**Aim of the exercise:**
Each record should be returned exactly as it is written.

(Natural-language object grounding data)
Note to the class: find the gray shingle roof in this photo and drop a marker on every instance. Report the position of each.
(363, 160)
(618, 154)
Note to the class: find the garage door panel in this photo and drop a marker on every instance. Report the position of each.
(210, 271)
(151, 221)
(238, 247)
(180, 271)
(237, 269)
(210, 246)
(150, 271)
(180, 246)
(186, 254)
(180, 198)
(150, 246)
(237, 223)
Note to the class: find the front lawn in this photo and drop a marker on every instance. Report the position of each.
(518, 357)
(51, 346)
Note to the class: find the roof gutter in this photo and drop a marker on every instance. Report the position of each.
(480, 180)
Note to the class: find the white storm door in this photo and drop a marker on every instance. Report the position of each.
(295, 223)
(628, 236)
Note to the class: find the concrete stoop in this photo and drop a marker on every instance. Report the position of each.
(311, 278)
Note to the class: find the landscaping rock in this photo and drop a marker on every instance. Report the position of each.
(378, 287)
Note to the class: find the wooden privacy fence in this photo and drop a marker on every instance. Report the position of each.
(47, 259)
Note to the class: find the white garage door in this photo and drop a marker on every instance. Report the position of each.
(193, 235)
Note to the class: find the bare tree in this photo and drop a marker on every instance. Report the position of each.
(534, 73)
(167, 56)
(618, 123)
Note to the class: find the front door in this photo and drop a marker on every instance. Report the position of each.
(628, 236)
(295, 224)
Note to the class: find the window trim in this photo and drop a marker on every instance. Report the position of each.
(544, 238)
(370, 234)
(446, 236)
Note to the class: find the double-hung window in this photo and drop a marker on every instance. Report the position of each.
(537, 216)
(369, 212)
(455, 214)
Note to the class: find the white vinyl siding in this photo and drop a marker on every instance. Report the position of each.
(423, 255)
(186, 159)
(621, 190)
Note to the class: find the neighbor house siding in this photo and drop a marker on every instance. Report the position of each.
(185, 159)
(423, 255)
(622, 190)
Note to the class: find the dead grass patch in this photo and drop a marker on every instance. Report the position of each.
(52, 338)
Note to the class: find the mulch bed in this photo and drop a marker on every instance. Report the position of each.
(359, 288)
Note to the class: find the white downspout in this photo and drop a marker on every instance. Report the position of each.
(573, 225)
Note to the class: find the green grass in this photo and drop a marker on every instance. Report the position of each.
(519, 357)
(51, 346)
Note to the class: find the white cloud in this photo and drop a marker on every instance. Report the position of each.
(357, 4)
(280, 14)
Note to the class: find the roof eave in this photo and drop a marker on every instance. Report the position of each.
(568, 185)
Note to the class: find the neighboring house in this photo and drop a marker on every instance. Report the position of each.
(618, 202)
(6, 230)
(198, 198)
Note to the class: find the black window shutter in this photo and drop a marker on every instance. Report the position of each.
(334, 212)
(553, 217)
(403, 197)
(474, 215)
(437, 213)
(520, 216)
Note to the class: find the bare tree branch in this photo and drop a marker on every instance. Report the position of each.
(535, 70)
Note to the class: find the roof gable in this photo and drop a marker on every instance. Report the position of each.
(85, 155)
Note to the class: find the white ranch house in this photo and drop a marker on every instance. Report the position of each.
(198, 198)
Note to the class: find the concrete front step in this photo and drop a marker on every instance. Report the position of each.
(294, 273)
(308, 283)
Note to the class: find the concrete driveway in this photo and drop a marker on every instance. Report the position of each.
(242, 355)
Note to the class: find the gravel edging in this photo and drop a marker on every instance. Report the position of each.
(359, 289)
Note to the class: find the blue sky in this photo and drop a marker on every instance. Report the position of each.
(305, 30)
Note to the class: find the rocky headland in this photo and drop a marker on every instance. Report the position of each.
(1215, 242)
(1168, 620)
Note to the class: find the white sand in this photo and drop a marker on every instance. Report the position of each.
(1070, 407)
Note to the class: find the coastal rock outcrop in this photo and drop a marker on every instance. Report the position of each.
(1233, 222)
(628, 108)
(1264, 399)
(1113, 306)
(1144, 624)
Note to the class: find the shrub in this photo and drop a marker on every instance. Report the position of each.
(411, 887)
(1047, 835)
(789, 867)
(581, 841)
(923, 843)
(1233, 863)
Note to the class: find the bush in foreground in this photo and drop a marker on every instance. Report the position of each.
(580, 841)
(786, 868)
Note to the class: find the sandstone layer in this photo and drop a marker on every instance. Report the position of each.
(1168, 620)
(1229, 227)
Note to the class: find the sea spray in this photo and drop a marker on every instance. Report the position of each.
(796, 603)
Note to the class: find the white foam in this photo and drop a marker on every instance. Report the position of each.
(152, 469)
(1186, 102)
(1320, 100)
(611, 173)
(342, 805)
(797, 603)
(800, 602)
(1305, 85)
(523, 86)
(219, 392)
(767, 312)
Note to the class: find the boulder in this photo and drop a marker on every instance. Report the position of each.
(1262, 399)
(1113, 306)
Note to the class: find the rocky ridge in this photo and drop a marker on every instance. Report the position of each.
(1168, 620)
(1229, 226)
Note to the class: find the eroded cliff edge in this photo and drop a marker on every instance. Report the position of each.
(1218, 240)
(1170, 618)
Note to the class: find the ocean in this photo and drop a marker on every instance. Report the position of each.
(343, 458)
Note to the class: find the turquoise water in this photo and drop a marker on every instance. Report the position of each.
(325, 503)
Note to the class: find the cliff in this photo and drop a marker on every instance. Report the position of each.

**Solution to this problem:**
Note to the class: find the gray shingle roof in this photo and drop a marker on every instance. Report the position of each.
(363, 160)
(618, 154)
Note to the class: find the garage door panel in this photo and drop a marker on every instance. Report the position of each.
(210, 271)
(151, 221)
(238, 247)
(180, 271)
(237, 269)
(210, 246)
(150, 271)
(180, 246)
(186, 254)
(180, 198)
(150, 246)
(237, 223)
Note to the class: find the front lawn in this photo and drop a marker on every instance. Report the position of each.
(518, 357)
(51, 346)
Note to the class: find the roof gutter in this photo and drop a marker on every instance. Report the position of each.
(480, 180)
Note to the class: find the white storm door in this photo and drop a marker on every instance. Report the position of each.
(295, 223)
(628, 236)
Note to the class: find the concrete stoop in this photo and drop a marker on every instance. Report the position of each.
(311, 278)
Note to the class: find the landscaping rock in this photo and drop a marker on every instance. Report the position of each.
(378, 287)
Note to the class: find the wooden privacy fence in this photo and drop a marker on every instance. Report the position of each.
(47, 259)
Note to the class: find the white garage door in this photo and drop a marker on every instance. Report the position of each.
(193, 235)
Note to the class: find the bare tree in this photo and drop a marker on every instance. Report the position of each.
(534, 73)
(167, 56)
(618, 123)
Note to the class: find the front door in this photo and drop a marker on every instance. Report the position of each.
(628, 236)
(295, 224)
Note to the class: find the window trim in this photo and drop a marker on every instance. Report the position of each.
(544, 238)
(370, 234)
(446, 236)
Note to the class: find the double-hung window in this photo and drop a marker on every instance. Report the position of each.
(537, 216)
(369, 212)
(455, 214)
Note to the class: find the white vinyl siding in this photo and drop a marker on every instance. Report the position of each.
(423, 255)
(186, 159)
(621, 190)
Note to the class: find the neighbor house siding in this photo and drop a marker on every instance. Report the position of each.
(185, 159)
(423, 255)
(622, 190)
Note to the class: find the dead grass patch in this photo and drop a marker on every instance. Report the position of each.
(52, 338)
Note to the class: find the mulch bed in this photo and drop a marker on every instance. Report the position of each.
(359, 288)
Note to the class: find the white downspout in this photo and drop a marker on every instance. Report the position of each.
(573, 225)
Note to the class: find the green grass in this photo and drop a marker on every instance. Report the position of each.
(519, 357)
(51, 346)
Note to the class: find the white cloud in this photo and drop a marker on every instance. Report the position of each.
(357, 4)
(280, 14)
Note to the class: find the roof eave in this photo and drop a marker on every instance. Report the position of each.
(568, 185)
Note to the class: find the neighboring house in this photo and drop a marker on every instance. Report the position of each.
(618, 202)
(6, 230)
(198, 198)
Note to the class: find the black window shutter in this photo and drop a marker on every instance. Report the position of each.
(334, 212)
(553, 217)
(403, 197)
(474, 215)
(437, 213)
(520, 216)
Note to the class: find the bare tree branch in this photo and drop a marker on every instance. Report the position of each.
(535, 70)
Note to the class: find the roof gable in this photo and drop a marker on every instance. Report the position of each.
(85, 155)
Note to the class: find the white ranch house in this photo and drop a marker on every instance. Report the position of each.
(198, 198)
Note to the class: find the concrete front step in this photo and drop a marker on every instance. Report the position of each.
(294, 273)
(308, 283)
Note to the class: find the concrete driveway in this photo and drop a marker on every instance. Report the position of each.
(242, 355)
Note to the class: find the gravel edging in this photo and drop a marker on every instance. Report the position of each.
(359, 289)
Note to the class: find the blue sky in this photo and drop a marker on every instance. Report the position of each.
(305, 30)
Note to the class: find the rocky headland in this photo and drop a marker on every instance. Report the position of each.
(1215, 242)
(1168, 620)
Note to the class: find the white sand in this photo and drop a marker on every instance. Report the position of each.
(1070, 407)
Note to the class: find the coastal rock outcrop in this photo and drop a marker on every instance. Report the position of each.
(1233, 222)
(628, 108)
(1264, 399)
(1113, 306)
(1144, 624)
Note to the class: find the shrub in this photo and drop a marker on every instance. Report the position of each.
(411, 887)
(1047, 835)
(789, 867)
(581, 841)
(923, 843)
(1233, 863)
Note to the class: find the bush in foreground in this photo and drop a marker on every instance. Report the position of each.
(580, 841)
(786, 868)
Note to the class: find the sandstone layer in this photo and drop a marker on every instance. Report the position of each.
(1168, 620)
(1229, 227)
Note to the class: find the sea spray in this photo and drop a marker on every instance. Report the position of each.
(796, 603)
Note to the class: find the white foam in this photo and drop a marker on every instance. Report the position of each.
(152, 469)
(1186, 102)
(1320, 100)
(611, 173)
(342, 805)
(797, 603)
(800, 602)
(1305, 85)
(523, 86)
(219, 392)
(767, 312)
Note to the class: find the boulder in this photo and drop a marker on every instance. Report the position of each.
(1262, 399)
(1113, 306)
Note to the class: find the rocky ridge in this photo and drop a marker on every instance. Report the position of each.
(1168, 620)
(1229, 226)
Note to the class: find the eroded cliff edge in this photo and drop a marker on every instance. Report the position of each.
(1218, 240)
(1170, 618)
Note to the class: find the ocean in this photo and drop a marker on every instance. Report the position of each.
(343, 458)
Note to the class: find the turquoise water in this photo and drop a marker on every instance. Report the position of each.
(325, 503)
Note to the class: find the cliff in this photo and drop a marker on every instance. Report the position of each.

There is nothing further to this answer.